Render the material below as a Markdown table with the columns Row and Entry. Include only the lines from the one containing "Verification task: white marble" through the end of the material, both ends inclusive, and omit any blank lines.
┄┄┄┄┄┄┄┄┄┄┄┄┄┄┄┄┄┄┄┄
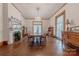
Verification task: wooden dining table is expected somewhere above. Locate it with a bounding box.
[28,35,46,46]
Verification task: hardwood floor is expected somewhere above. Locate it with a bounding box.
[0,37,76,56]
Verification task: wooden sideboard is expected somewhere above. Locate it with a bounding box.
[62,31,79,48]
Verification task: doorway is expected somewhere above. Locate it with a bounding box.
[55,11,65,39]
[33,21,42,35]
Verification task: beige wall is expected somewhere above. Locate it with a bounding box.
[25,19,50,34]
[8,3,24,25]
[0,3,3,42]
[8,3,24,44]
[50,3,79,34]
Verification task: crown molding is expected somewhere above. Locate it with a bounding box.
[48,3,67,19]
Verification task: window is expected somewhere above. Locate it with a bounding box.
[33,21,42,35]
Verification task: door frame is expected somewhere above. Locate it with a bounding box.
[32,21,43,35]
[55,10,66,37]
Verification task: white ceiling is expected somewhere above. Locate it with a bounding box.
[13,3,64,19]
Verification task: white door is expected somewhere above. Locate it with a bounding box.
[56,15,64,39]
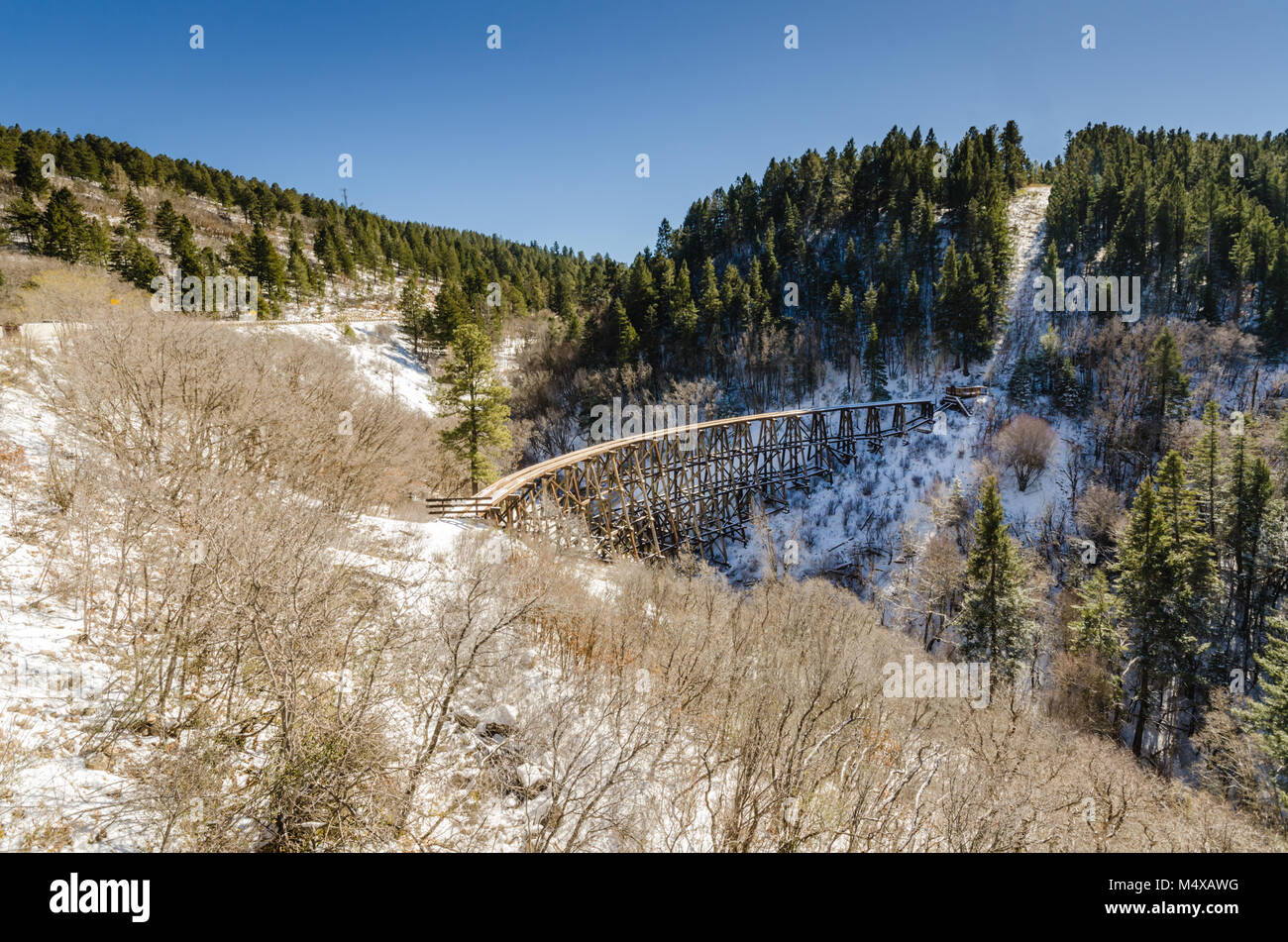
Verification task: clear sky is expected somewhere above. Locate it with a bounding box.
[0,0,1288,259]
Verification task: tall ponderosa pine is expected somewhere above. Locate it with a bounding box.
[954,476,1037,680]
[43,186,89,262]
[863,324,890,403]
[398,275,429,357]
[1116,476,1195,756]
[1145,327,1190,453]
[434,323,510,493]
[1243,619,1288,808]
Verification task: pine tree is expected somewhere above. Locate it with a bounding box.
[433,279,474,348]
[608,301,640,366]
[1241,618,1288,807]
[398,275,428,357]
[863,324,890,403]
[1223,427,1275,676]
[954,476,1037,680]
[246,224,286,317]
[1069,569,1126,736]
[1116,476,1194,757]
[156,199,179,244]
[434,323,510,494]
[42,186,89,262]
[111,237,161,288]
[121,189,149,233]
[1190,401,1223,541]
[4,194,46,251]
[13,146,49,197]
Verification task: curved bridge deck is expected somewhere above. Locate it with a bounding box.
[430,399,935,560]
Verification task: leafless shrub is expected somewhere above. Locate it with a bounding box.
[996,416,1056,490]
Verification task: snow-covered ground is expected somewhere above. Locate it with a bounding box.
[729,186,1079,586]
[270,320,437,416]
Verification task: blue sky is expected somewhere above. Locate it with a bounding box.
[0,0,1288,259]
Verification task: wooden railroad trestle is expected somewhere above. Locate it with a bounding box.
[450,399,935,561]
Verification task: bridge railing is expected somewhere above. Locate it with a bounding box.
[426,399,935,559]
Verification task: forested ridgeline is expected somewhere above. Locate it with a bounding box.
[591,121,1029,381]
[1044,124,1288,353]
[0,125,606,317]
[515,121,1034,457]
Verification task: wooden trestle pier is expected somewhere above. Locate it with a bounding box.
[430,399,935,560]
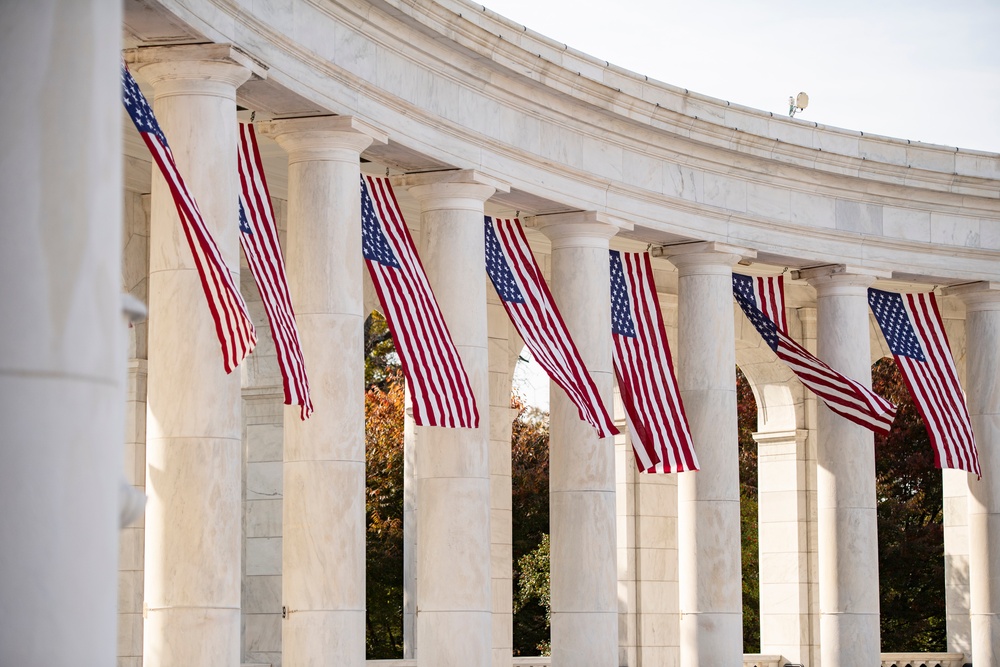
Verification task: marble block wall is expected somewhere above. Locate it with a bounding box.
[118,187,150,667]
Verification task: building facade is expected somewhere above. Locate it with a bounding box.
[0,0,1000,667]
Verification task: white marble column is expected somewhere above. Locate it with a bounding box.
[261,116,387,667]
[534,212,623,667]
[126,44,253,667]
[393,170,508,667]
[949,282,1000,665]
[403,394,417,660]
[615,292,680,667]
[0,0,126,666]
[663,242,755,667]
[753,428,812,663]
[798,265,888,665]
┄┄┄┄┄┄┄┄┄┄┄┄┄┄┄┄┄┄┄┄
* THE SOLUTION *
| Row | Entry |
|---|---|
| 1 | Verification task: white marble column is expected somewhere above. Locate it with a bounding box. |
| 2 | [261,116,387,667] |
| 3 | [534,212,623,667] |
| 4 | [126,44,253,667] |
| 5 | [393,170,508,667] |
| 6 | [949,282,1000,665] |
| 7 | [403,394,417,660] |
| 8 | [615,292,680,667] |
| 9 | [0,0,126,666] |
| 10 | [663,242,755,667] |
| 11 | [753,428,812,663] |
| 12 | [798,265,888,665] |